## The exercise
Update the stretch from the start of the listing below through the line containing "left=185, top=161, right=214, bottom=169" by replacing "green leaf" with "yellow leaf" and leaving everything else unchanged. Omit the pictures from your answer.

A run of records:
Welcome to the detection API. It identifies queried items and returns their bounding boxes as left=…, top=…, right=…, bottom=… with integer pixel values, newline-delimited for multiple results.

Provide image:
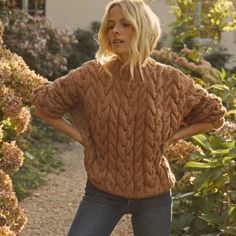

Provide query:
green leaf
left=192, top=134, right=211, bottom=151
left=185, top=161, right=214, bottom=169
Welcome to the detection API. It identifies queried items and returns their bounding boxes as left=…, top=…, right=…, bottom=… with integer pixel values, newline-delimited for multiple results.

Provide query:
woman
left=33, top=0, right=225, bottom=236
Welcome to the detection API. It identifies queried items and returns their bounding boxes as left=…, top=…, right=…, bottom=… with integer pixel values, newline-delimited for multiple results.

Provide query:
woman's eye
left=122, top=23, right=130, bottom=27
left=107, top=25, right=115, bottom=30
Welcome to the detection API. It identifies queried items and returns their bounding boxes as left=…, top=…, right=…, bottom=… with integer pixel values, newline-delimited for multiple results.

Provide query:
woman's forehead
left=108, top=5, right=124, bottom=21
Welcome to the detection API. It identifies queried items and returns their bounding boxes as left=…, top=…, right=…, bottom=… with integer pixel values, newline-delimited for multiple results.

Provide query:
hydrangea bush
left=0, top=22, right=46, bottom=235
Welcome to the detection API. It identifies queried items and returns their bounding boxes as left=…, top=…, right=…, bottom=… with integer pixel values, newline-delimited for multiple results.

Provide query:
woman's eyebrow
left=108, top=18, right=126, bottom=23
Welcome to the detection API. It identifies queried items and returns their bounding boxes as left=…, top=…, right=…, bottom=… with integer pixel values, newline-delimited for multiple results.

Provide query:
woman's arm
left=165, top=123, right=215, bottom=147
left=36, top=111, right=83, bottom=145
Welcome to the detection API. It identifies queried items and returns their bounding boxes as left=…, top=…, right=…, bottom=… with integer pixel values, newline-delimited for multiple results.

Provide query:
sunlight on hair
left=96, top=0, right=161, bottom=79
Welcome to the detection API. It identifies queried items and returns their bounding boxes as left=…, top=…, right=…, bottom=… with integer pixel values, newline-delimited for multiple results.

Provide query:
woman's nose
left=112, top=24, right=120, bottom=34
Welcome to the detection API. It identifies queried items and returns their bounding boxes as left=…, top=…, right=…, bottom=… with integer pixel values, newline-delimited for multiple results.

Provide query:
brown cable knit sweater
left=33, top=58, right=225, bottom=198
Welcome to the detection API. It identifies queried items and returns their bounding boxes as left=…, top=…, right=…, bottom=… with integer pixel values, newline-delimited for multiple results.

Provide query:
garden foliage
left=0, top=19, right=45, bottom=235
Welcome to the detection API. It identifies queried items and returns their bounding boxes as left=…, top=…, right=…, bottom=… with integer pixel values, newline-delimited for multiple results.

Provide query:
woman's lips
left=112, top=39, right=124, bottom=45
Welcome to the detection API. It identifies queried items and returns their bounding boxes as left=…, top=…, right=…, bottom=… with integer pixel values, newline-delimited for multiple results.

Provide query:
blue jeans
left=68, top=181, right=172, bottom=236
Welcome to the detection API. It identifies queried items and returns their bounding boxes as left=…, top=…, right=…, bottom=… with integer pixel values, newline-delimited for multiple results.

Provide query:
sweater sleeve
left=177, top=71, right=226, bottom=129
left=32, top=66, right=85, bottom=118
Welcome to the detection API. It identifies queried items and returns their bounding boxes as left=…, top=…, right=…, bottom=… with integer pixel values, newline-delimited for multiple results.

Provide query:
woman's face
left=107, top=5, right=134, bottom=61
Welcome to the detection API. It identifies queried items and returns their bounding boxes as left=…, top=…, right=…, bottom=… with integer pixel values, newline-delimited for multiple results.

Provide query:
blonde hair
left=96, top=0, right=161, bottom=79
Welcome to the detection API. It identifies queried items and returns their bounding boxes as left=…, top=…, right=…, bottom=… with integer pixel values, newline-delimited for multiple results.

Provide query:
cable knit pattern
left=30, top=58, right=225, bottom=198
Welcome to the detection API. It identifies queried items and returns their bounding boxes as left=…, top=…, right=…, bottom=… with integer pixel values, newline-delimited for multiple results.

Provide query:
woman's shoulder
left=72, top=59, right=101, bottom=74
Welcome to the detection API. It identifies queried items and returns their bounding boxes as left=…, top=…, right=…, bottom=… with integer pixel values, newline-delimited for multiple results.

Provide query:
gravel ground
left=19, top=142, right=133, bottom=236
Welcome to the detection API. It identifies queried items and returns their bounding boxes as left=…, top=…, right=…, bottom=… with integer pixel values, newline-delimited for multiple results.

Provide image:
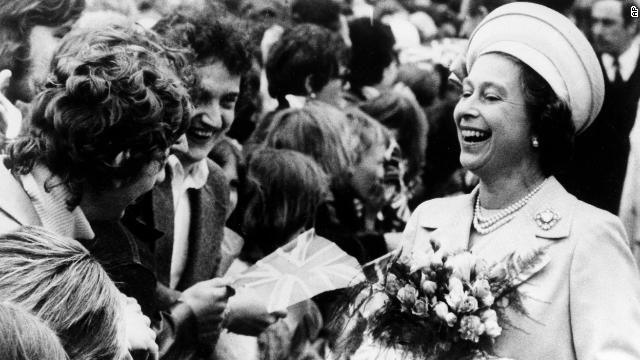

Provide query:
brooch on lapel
left=534, top=209, right=560, bottom=230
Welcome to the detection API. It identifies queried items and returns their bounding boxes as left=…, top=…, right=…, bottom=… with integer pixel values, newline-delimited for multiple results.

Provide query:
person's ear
left=304, top=75, right=315, bottom=97
left=478, top=5, right=489, bottom=19
left=111, top=150, right=131, bottom=189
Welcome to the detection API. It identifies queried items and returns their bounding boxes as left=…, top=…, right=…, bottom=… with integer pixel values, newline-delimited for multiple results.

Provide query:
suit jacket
left=403, top=178, right=640, bottom=360
left=0, top=157, right=196, bottom=359
left=147, top=159, right=229, bottom=291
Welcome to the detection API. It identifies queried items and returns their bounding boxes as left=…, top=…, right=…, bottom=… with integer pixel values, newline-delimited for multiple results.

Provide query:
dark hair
left=530, top=0, right=576, bottom=14
left=291, top=0, right=341, bottom=31
left=209, top=136, right=244, bottom=173
left=360, top=91, right=428, bottom=180
left=8, top=28, right=190, bottom=208
left=0, top=0, right=85, bottom=97
left=349, top=18, right=396, bottom=92
left=510, top=54, right=575, bottom=176
left=469, top=0, right=516, bottom=16
left=397, top=64, right=440, bottom=108
left=153, top=6, right=251, bottom=75
left=0, top=302, right=69, bottom=360
left=620, top=0, right=640, bottom=26
left=238, top=148, right=328, bottom=261
left=265, top=24, right=347, bottom=101
left=0, top=226, right=127, bottom=360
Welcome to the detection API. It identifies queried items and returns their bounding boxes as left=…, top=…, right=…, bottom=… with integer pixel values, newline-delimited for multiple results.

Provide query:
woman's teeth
left=461, top=130, right=491, bottom=142
left=191, top=130, right=213, bottom=138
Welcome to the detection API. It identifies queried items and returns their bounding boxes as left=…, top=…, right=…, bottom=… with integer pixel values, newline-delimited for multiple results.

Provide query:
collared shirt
left=20, top=165, right=95, bottom=240
left=602, top=37, right=640, bottom=82
left=167, top=155, right=209, bottom=289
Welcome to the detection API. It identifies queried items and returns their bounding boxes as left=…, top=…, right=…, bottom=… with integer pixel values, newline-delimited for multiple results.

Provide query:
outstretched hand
left=226, top=291, right=287, bottom=336
left=122, top=295, right=158, bottom=360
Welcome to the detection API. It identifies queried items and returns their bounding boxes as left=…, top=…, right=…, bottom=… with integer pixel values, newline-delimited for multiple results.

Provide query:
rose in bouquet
left=342, top=241, right=544, bottom=360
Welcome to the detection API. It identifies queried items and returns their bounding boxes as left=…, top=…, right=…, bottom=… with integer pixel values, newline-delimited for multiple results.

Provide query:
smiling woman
left=403, top=3, right=640, bottom=360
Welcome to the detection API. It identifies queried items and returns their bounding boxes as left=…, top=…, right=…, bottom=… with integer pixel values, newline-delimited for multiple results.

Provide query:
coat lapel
left=418, top=188, right=478, bottom=252
left=484, top=177, right=576, bottom=286
left=176, top=160, right=229, bottom=290
left=0, top=157, right=42, bottom=226
left=151, top=170, right=175, bottom=284
left=416, top=177, right=576, bottom=285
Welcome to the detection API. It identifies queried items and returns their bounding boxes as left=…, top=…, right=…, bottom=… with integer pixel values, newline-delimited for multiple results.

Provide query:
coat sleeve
left=569, top=212, right=640, bottom=360
left=400, top=204, right=424, bottom=255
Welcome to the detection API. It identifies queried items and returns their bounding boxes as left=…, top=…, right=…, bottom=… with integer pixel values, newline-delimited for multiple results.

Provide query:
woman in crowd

## Finished task
Welcome to the detection API. It identifies queried items and returns their bounding boxes as left=…, top=…, right=…, bottom=… with integer pixel values, newline-delimited for multiple results.

Provide image:

Provide query:
yellow leaf
left=192, top=134, right=211, bottom=151
left=185, top=161, right=214, bottom=169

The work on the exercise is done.